**Written exercise**. List each line of the listing that contains the word "door".

**Available data**.
......
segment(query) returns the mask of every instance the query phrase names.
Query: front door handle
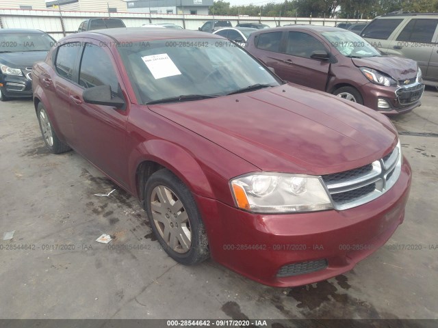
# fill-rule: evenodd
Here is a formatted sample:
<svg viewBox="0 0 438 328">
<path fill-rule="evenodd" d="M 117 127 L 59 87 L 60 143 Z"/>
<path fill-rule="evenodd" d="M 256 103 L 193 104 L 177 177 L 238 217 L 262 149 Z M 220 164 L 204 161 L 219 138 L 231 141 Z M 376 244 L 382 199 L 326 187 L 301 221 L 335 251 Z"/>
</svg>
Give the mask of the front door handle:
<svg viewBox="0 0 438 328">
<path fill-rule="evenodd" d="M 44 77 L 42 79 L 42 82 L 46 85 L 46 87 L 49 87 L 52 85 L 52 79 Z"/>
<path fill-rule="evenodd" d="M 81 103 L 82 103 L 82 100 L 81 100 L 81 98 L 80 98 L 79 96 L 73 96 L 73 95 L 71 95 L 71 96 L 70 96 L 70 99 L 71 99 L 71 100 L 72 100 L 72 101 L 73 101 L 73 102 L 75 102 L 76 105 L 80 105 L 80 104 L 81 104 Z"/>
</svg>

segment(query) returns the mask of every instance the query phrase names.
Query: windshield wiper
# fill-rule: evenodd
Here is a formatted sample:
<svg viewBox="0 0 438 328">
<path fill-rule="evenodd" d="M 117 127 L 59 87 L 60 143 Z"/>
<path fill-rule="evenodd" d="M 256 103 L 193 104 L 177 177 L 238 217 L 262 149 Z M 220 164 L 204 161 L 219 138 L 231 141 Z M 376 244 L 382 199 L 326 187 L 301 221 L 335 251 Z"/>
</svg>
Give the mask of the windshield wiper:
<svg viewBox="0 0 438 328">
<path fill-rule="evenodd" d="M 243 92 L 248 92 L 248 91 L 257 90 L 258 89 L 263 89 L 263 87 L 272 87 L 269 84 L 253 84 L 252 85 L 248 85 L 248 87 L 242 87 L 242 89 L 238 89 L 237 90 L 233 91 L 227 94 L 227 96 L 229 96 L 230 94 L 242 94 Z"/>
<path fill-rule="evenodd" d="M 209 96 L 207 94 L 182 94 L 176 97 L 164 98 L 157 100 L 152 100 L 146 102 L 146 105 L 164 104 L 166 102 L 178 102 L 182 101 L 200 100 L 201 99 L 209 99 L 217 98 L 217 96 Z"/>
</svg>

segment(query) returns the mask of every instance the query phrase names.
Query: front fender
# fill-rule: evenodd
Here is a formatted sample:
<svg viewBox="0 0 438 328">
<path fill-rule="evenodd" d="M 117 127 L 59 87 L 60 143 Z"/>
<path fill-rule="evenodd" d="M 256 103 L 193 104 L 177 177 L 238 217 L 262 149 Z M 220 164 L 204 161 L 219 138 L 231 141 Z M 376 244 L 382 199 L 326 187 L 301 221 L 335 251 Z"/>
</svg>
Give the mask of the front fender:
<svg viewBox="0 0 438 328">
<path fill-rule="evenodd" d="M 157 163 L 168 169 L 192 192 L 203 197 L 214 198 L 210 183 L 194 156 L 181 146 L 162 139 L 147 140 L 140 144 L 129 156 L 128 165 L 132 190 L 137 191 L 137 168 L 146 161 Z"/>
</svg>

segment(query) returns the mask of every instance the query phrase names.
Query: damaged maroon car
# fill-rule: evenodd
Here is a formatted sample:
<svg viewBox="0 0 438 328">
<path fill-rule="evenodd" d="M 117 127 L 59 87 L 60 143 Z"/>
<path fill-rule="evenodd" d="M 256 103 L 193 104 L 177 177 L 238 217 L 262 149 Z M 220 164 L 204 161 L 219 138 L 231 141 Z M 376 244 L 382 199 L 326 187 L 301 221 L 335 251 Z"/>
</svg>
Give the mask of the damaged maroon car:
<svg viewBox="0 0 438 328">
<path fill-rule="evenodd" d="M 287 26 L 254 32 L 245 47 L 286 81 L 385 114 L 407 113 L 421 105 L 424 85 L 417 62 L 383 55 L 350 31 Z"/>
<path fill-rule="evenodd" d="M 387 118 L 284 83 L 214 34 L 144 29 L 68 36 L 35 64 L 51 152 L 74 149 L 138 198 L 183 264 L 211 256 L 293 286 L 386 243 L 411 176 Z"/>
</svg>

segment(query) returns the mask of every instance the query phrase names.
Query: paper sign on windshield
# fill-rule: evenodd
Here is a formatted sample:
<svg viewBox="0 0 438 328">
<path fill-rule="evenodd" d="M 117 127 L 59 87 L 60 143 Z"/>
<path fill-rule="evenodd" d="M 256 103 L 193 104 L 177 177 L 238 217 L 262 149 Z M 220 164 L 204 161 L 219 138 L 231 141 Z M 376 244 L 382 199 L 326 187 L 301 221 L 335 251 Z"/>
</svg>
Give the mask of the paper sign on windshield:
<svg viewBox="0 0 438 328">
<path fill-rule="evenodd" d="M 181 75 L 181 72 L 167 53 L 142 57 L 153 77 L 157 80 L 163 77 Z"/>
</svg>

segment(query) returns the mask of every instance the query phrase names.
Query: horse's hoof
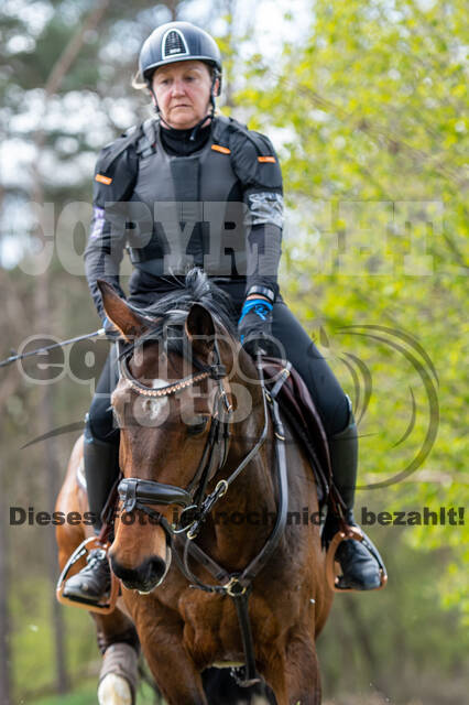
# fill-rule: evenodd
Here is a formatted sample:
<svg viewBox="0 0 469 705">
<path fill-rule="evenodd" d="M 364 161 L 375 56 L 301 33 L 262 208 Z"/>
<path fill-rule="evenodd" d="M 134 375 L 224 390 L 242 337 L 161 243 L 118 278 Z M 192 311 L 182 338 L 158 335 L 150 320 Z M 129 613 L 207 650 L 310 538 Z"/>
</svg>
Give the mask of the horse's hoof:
......
**Solution below**.
Query: front door handle
Give the mask of the front door handle:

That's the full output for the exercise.